+++ DOCUMENT PASSAGE
Structure of a Document Type Definition
The
structure of a DTD consists of a Document Type Declaration, elements,
attributes, entities, and several other minor keywords. We will take a look at
each of these topics, in that order. As we progress from topic to topic, we
will follow a mini case study about the use of XML to store employee records by
the Human Resources department of a ficti-tious company.
Our coverage
of the DTD structure shall begin with the Document Type Declaration.
The Document Type Declaration
In order
to reference a DTD from an XML document, a Document Type Declaration must be
included in the XML document. Listings 3.1, 3.2, and 3.3 gave some examples and
brief explanations of using a Document Type Declaration to reference a DTD.
There may be one Document Type Declaration per XML document. The syntax is as
follows:
<!DOCTYPE rootelement
SYSTEM | PUBLIC
DTDlocation [ internalDTDelements ] >
The exclamation mark (!) is used to signify the beginning of the
declaration.
DOCTYPE is the keyword used to denote this as a Document Type Definition.
rootelement is the name of the root element or document element of the XML document.
SYSTEM and PUBLIC are keywords used to designate that the DTD is contained in an external document. Although
the use of these keywords is optional, to reference an external DTD you would
have to use one or the other. The SYSTEM keyword is used in tandem with a URL to locate
the DTD. The PUBLIC keyword specifies some public location that will usually be some
application-specific resource reference.
++++++
+++ DATA SECTION
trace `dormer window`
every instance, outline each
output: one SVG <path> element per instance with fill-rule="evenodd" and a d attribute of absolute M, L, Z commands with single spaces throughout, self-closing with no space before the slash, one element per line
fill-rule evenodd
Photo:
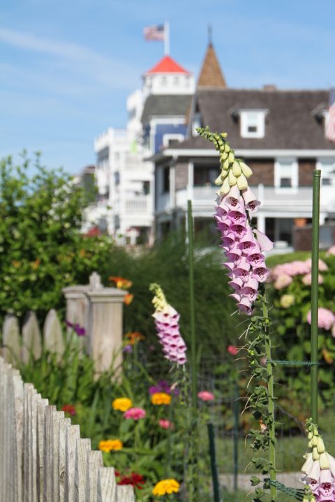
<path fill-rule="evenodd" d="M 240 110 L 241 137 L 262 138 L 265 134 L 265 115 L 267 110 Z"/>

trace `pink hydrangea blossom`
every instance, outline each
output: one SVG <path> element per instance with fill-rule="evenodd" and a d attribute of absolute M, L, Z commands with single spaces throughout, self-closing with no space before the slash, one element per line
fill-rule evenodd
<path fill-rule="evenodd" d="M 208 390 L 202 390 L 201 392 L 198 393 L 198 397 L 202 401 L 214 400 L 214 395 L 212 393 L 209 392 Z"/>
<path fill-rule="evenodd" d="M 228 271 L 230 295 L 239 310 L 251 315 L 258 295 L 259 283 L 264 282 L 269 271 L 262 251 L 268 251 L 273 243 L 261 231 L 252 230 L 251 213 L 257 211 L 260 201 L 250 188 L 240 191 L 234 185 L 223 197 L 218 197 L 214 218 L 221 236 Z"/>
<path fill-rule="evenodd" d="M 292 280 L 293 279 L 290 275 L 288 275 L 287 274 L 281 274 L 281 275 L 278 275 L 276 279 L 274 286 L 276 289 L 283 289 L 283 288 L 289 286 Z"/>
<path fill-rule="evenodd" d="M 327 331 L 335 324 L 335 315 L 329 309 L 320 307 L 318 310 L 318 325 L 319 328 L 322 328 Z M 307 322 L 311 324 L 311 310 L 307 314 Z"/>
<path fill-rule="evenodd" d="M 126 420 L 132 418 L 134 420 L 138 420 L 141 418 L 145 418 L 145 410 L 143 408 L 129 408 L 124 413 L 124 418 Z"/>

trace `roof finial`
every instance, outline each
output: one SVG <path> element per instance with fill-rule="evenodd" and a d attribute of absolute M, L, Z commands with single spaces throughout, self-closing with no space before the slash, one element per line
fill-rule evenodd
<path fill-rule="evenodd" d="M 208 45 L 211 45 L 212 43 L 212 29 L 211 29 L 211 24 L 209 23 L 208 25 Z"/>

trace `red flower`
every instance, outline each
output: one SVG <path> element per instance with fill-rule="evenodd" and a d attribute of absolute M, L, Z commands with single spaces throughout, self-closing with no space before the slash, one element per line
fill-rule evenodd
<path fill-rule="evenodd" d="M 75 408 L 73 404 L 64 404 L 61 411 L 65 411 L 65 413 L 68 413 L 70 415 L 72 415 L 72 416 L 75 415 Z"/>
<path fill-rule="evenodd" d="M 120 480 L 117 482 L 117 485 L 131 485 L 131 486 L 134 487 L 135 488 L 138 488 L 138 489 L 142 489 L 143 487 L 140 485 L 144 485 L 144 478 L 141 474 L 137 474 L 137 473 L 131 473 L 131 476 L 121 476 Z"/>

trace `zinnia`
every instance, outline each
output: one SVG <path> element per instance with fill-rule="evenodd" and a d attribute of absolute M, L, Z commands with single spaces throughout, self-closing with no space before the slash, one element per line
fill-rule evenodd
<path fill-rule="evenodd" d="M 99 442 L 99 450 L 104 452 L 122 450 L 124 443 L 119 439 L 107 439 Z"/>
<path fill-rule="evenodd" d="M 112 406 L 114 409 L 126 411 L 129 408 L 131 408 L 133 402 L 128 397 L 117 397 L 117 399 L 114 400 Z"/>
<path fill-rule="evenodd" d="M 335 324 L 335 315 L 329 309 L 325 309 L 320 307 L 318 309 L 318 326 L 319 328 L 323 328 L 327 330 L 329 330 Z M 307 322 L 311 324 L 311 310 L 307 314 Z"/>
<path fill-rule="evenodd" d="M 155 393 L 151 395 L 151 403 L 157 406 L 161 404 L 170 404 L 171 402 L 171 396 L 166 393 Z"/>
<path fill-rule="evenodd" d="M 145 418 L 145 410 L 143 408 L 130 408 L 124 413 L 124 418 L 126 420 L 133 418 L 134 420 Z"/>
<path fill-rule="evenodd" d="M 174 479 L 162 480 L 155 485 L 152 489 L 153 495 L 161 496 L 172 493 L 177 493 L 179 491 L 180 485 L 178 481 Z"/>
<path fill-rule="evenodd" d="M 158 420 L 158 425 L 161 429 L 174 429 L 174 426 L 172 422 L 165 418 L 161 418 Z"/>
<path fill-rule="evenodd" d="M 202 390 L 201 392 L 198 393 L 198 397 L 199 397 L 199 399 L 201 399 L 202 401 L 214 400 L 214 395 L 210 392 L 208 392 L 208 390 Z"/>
++++++
+++ DATA SECTION
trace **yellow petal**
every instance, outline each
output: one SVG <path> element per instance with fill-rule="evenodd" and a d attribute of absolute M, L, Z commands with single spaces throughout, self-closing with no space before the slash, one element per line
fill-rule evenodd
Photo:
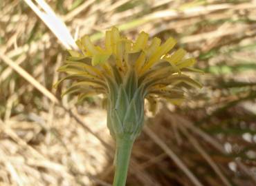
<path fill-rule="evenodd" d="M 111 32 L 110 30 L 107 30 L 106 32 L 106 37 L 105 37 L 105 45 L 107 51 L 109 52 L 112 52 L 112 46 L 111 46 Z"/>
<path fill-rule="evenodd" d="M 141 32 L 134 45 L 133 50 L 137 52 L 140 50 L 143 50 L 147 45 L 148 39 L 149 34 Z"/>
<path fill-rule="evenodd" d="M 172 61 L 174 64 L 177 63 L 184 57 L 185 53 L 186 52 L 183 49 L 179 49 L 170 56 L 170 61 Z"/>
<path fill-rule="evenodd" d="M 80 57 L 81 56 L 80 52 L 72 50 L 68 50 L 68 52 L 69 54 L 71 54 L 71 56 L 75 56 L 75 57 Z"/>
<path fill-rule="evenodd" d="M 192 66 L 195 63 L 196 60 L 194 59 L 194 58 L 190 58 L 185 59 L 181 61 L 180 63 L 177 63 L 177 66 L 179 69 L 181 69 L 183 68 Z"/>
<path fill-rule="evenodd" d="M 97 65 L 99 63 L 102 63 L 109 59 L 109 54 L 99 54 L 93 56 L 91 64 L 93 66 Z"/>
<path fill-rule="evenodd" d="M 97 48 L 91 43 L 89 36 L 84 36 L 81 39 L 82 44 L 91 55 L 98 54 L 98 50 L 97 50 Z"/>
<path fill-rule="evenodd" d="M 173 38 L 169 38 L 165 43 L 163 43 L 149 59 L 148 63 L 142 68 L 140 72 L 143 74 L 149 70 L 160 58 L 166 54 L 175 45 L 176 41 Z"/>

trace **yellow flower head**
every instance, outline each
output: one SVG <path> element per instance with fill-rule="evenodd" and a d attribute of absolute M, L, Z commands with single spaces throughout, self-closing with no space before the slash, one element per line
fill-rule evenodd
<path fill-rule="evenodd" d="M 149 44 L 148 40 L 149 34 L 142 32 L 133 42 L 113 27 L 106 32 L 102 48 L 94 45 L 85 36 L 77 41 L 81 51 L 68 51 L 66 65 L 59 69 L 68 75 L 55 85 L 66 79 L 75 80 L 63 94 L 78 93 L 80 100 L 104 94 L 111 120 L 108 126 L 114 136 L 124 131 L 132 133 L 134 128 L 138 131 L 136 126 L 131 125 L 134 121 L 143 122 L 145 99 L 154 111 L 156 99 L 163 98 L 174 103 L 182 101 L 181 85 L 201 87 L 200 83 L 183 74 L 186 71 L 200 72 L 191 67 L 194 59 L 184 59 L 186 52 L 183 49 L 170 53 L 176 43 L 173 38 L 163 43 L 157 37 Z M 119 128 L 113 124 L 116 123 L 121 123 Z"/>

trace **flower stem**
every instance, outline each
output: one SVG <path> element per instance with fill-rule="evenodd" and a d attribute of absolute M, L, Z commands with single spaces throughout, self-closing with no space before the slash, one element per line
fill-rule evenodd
++++++
● **REQUIREMENTS**
(a) List every keyword that the DTD structure passage names in its explanation of the Document Type Declaration syntax.
(b) In the records, switch "instance" to "occurrence" across the stretch from the line containing "trace **yellow petal**" through the line containing "173 38 L 169". Give those lines again with nothing else changed, and leave the pictures out.
The text and the records are unrelated to each other.

● **EXERCISE SOLUTIONS**
(a) DOCTYPE, SYSTEM, PUBLIC

(b)
trace **yellow petal**
every occurrence, outline each
output: one SVG <path> element per occurrence with fill-rule="evenodd" and a d attribute of absolute M, L, Z commands with single spaces throughout, self-closing with no space before the slash, one element per line
fill-rule evenodd
Photo:
<path fill-rule="evenodd" d="M 111 32 L 110 30 L 107 30 L 106 32 L 106 37 L 105 37 L 105 45 L 107 51 L 109 52 L 112 52 L 112 46 L 111 46 Z"/>
<path fill-rule="evenodd" d="M 141 32 L 134 45 L 133 50 L 137 52 L 140 50 L 143 50 L 147 45 L 148 39 L 149 34 Z"/>
<path fill-rule="evenodd" d="M 172 61 L 174 64 L 177 63 L 184 57 L 185 53 L 186 52 L 183 49 L 179 49 L 170 56 L 170 61 Z"/>
<path fill-rule="evenodd" d="M 80 57 L 81 56 L 80 52 L 72 50 L 68 50 L 68 52 L 69 54 L 71 54 L 71 56 L 75 56 L 75 57 Z"/>
<path fill-rule="evenodd" d="M 192 66 L 195 63 L 196 60 L 194 59 L 194 58 L 190 58 L 185 59 L 181 61 L 180 63 L 177 63 L 177 66 L 179 69 L 181 69 L 183 68 Z"/>
<path fill-rule="evenodd" d="M 97 65 L 99 63 L 102 63 L 109 59 L 109 54 L 99 54 L 93 56 L 91 64 L 93 66 Z"/>
<path fill-rule="evenodd" d="M 97 48 L 91 43 L 89 36 L 84 36 L 81 39 L 82 44 L 91 55 L 98 54 L 98 50 L 97 50 Z"/>
<path fill-rule="evenodd" d="M 173 38 L 169 38 L 165 43 L 163 43 L 149 59 L 148 63 L 142 68 L 140 72 L 143 74 L 149 70 L 160 58 L 166 54 L 175 45 L 176 41 Z"/>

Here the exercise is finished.